--- Las tareas ---
1. Copia literalmente del extracto del documento el pasaje entre "Conciencia de las" y "siguiendo secretos senderos.", ambos incluidos.
2. Por favor, indica cuántas líneas de las entradas contienen la cadena "target". Responde solo con el número.

--- Extracto del documento ---

Descubrimiento, desarrollo y elevación,
pues, del hombre total oculto (del hombre nuevo) a través de la realización del
modelo en la esfera de la vida individual y con los propios medios -pues el Ars totum requirit hominem. Es así que
en la personalidad creadora existen los valores más elevados, por lo que
aquellos a los que es dado ver la luz requieren de una extensión
inconmensurable y de una profundidad insondable –naturaleza fascinante y
terrible de quien enfrenta a la totalidad en una experiencia no carente de
temor, incluso de espanto.
Conciencia de las profundas raíces del ser
humano que encuentra la misteriosa relación con el hombre interior, penetrando
la profundidad del alma humana guiado por el mediador divino. Encuentro, pues,
con el sendero a la interioridad espiritual, que no es sino una larguísima vía
de sinuosidades laberínticas que une posturas antagónicas entre sí -pues al
exigir ver la totalidad, al verlo todo, tiene necesariamente que pasar por los
extremos. Camino oculto y misterioso, es verdad, pues nuestro ser consciente no
puede abarcar la vida del alma –a través de la cual actúa Dios desde dentro y
desde fuera siguiendo secretos senderos.

--- Extracto de datos ---

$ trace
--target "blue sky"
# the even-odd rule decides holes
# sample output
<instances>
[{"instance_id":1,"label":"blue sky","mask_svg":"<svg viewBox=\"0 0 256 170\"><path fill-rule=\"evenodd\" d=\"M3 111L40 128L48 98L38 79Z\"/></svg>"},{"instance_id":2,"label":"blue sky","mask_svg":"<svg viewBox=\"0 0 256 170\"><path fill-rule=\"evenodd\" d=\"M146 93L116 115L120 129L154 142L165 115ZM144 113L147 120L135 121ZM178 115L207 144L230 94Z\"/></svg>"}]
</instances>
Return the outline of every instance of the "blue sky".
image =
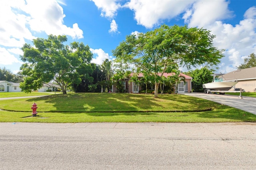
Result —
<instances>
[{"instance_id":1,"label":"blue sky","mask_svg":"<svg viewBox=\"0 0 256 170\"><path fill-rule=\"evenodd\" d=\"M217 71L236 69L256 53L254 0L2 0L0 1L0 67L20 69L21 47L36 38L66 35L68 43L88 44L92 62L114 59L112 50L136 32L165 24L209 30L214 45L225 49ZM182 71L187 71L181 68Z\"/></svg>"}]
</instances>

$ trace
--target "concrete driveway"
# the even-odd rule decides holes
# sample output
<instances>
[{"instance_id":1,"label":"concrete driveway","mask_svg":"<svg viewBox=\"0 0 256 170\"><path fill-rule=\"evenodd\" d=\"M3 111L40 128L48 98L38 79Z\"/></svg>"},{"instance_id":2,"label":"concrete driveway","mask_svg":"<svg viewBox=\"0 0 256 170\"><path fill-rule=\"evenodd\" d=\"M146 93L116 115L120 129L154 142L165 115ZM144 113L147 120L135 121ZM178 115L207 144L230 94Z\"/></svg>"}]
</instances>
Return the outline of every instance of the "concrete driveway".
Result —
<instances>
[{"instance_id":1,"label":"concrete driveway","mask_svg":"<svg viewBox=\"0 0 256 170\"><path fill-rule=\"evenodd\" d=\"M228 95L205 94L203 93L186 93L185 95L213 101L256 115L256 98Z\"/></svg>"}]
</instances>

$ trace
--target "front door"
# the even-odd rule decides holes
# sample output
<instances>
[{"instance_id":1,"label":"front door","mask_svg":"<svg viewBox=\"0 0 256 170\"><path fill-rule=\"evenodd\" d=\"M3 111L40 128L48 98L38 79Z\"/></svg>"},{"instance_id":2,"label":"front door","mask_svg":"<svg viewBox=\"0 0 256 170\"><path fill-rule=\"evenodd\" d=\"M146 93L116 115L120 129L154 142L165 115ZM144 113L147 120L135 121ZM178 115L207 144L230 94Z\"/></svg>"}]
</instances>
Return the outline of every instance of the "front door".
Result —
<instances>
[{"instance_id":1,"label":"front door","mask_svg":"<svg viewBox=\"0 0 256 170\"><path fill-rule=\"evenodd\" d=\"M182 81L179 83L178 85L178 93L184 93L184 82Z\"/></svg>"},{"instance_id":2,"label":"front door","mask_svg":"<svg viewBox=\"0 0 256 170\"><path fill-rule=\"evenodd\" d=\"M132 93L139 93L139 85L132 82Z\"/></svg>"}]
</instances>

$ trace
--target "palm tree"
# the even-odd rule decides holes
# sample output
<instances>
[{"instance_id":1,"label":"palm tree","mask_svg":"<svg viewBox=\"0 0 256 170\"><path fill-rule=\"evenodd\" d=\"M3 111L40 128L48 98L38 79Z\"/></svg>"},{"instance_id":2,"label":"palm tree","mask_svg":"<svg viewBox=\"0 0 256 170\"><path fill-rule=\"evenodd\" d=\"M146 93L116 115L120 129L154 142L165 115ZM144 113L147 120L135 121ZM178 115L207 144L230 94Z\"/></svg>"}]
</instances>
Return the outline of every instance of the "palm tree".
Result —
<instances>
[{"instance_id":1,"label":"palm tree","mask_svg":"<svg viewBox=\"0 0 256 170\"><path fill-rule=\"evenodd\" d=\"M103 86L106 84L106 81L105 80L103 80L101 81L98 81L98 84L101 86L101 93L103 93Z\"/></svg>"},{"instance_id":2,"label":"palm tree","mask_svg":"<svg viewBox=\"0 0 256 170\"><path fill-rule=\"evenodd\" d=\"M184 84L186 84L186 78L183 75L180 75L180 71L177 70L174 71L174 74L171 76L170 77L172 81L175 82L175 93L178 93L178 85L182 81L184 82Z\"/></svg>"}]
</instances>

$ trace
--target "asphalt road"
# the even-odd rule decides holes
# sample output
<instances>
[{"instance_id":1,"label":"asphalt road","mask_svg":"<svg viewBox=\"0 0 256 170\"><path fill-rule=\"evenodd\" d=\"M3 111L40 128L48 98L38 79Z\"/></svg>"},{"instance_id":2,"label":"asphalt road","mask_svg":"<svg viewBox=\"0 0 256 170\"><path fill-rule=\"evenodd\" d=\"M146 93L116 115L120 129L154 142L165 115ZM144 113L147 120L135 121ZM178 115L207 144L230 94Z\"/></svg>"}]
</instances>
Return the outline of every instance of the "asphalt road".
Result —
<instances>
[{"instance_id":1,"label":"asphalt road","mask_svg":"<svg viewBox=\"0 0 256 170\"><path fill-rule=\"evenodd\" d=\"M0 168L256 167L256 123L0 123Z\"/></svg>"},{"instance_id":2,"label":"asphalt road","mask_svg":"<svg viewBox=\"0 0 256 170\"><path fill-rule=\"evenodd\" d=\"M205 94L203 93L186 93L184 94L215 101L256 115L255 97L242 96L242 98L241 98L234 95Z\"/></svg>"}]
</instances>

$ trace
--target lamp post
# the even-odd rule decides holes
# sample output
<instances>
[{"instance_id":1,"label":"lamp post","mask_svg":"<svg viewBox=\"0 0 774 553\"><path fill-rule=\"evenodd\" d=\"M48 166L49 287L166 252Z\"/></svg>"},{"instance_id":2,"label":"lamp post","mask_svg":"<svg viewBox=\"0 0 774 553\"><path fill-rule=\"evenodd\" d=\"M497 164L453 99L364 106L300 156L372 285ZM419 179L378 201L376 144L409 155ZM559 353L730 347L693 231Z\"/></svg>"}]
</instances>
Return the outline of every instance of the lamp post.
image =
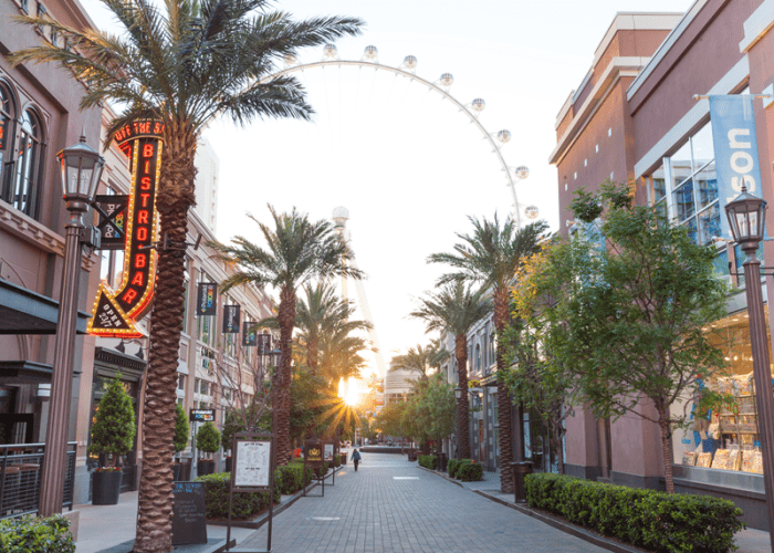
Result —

--- Respuestas ---
1.
Conciencia de las profundas raíces del ser
humano que encuentra la misteriosa relación con el hombre interior, penetrando
la profundidad del alma humana guiado por el mediador divino. Encuentro, pues,
con el sendero a la interioridad espiritual, que no es sino una larguísima vía
de sinuosidades laberínticas que une posturas antagónicas entre sí -pues al
exigir ver la totalidad, al verlo todo, tiene necesariamente que pasar por los
extremos. Camino oculto y misterioso, es verdad, pues nuestro ser consciente no
puede abarcar la vida del alma –a través de la cual actúa Dios desde dentro y
desde fuera siguiendo secretos senderos.

2. 6